AIM OF THE TASK
Convert the lines of the material below into a numbered list, starting at the line that contains "Would you mind pointing out the car windshield" and continuing through the final line of the material, with both ends included. Omit blank lines and leave the pictures out of the list.

Point annotation material
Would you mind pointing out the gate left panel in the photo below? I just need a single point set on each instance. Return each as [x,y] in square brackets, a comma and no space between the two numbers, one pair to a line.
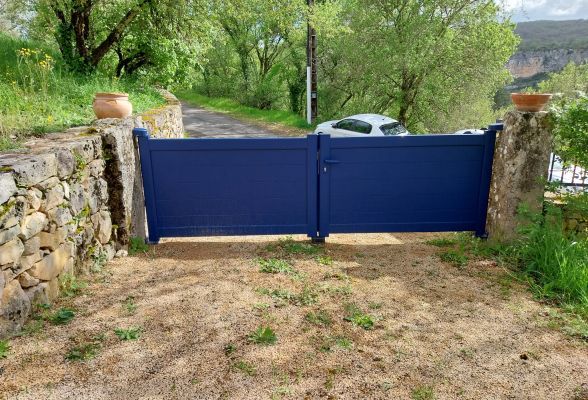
[220,187]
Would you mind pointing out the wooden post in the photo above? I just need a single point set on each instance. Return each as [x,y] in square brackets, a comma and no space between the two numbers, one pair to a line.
[521,164]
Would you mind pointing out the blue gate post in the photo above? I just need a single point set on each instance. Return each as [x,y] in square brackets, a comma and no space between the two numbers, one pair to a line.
[489,144]
[142,136]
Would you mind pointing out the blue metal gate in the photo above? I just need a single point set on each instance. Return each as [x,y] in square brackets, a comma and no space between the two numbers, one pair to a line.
[316,185]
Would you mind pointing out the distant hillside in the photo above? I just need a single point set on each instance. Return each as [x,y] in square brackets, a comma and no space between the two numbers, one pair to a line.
[548,46]
[550,35]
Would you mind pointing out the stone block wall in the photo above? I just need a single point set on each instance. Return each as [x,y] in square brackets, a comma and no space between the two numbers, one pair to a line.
[68,204]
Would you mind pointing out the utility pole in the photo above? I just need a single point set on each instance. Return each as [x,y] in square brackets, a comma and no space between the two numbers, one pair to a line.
[311,72]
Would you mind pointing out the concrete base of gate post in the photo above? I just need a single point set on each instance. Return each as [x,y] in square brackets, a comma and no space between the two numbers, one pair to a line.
[520,169]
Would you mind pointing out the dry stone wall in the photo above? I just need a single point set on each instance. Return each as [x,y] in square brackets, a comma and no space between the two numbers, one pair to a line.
[68,205]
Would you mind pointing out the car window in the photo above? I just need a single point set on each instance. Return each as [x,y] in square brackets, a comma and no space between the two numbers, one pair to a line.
[393,129]
[361,127]
[344,124]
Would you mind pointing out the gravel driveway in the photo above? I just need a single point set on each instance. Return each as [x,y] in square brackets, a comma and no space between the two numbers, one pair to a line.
[437,331]
[201,123]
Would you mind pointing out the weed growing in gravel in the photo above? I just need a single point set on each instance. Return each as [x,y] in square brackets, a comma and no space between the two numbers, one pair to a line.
[32,327]
[263,335]
[137,245]
[245,367]
[4,348]
[129,305]
[229,349]
[320,317]
[261,306]
[344,343]
[341,276]
[324,260]
[128,334]
[423,393]
[275,266]
[307,296]
[454,257]
[291,247]
[344,290]
[357,317]
[83,352]
[70,286]
[442,242]
[62,316]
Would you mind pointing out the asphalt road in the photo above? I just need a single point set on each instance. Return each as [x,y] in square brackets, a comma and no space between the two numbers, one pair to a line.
[201,123]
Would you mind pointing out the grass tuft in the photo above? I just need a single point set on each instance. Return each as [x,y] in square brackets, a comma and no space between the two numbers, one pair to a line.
[137,245]
[62,316]
[128,334]
[263,335]
[4,348]
[357,317]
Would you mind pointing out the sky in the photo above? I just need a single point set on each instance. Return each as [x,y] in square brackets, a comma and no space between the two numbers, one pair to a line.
[531,10]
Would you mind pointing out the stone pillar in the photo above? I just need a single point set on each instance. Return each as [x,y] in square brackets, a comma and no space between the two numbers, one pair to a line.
[521,162]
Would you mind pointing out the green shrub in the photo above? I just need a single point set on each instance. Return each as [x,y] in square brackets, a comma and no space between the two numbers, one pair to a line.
[128,334]
[556,261]
[4,348]
[263,335]
[357,317]
[62,316]
[137,245]
[38,95]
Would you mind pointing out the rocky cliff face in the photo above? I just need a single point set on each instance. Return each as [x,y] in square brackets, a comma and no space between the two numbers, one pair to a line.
[529,63]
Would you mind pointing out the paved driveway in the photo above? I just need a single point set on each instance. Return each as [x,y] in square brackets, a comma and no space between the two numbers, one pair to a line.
[199,122]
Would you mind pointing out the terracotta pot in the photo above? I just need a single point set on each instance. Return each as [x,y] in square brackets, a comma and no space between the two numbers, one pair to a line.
[112,105]
[530,102]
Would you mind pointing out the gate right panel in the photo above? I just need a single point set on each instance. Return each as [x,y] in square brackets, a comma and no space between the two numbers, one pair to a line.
[420,183]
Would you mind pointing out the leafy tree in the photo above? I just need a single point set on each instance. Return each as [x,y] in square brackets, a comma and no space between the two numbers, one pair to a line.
[417,60]
[124,36]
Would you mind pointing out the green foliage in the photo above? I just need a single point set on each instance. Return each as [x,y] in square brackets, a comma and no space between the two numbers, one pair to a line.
[423,393]
[62,316]
[229,349]
[557,262]
[324,260]
[137,245]
[357,317]
[245,367]
[83,352]
[442,242]
[366,63]
[275,266]
[457,258]
[4,348]
[320,317]
[129,305]
[263,335]
[37,95]
[128,334]
[292,247]
[70,286]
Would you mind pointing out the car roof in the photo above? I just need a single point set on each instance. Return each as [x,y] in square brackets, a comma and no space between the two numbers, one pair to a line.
[374,119]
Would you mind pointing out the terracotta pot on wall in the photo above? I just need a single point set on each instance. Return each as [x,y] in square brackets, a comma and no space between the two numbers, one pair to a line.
[530,102]
[112,105]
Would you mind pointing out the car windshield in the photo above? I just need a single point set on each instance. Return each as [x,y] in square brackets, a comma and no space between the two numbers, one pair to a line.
[393,129]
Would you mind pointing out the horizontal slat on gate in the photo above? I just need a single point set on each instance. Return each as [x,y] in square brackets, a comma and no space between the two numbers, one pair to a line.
[398,184]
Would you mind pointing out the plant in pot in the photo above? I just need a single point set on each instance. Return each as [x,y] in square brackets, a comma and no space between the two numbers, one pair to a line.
[529,101]
[112,105]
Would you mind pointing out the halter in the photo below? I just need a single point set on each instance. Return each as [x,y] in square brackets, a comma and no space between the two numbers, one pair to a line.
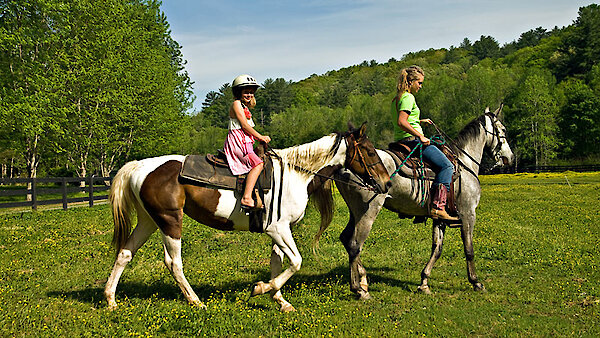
[496,134]
[493,152]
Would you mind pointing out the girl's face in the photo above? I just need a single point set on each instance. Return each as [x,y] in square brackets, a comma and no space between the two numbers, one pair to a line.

REPLY TO THE TASK
1. Would you mind pointing out the car windshield in the photo above? I just need a single point set on each instance. Return each as [x,y] in square brackets, a comma and no space between the two numbers, one pair to a line.
2. [393,129]
3. Would you mind pointing out the horizontal slat on gate in the photo above? I just need a single point set on each instance. Return each as [x,y] in square brackets, a comma and no space between the two numbers, one pair to a line.
4. [398,184]
5. Would you mind pointing out the plant in pot in the photo above? I just need a single point set on each instance. Return each as [x,y] in square brackets, a comma and no space between the two numbers, one pair to a line.
6. [529,101]
7. [112,105]
8. Would you mind pointing out the halter in the photo below? I just need a single point set on each instance. Return each as [x,y] in square brackets, a comma and no space between the two numbers, one pair to a line.
9. [496,134]
10. [493,152]
11. Would you mind pointing out the girl's face in the photo above? I just need a single point set on each instance. Return each as [x,y] in square brackets, a comma and no space between the two numbers, one pair to a line.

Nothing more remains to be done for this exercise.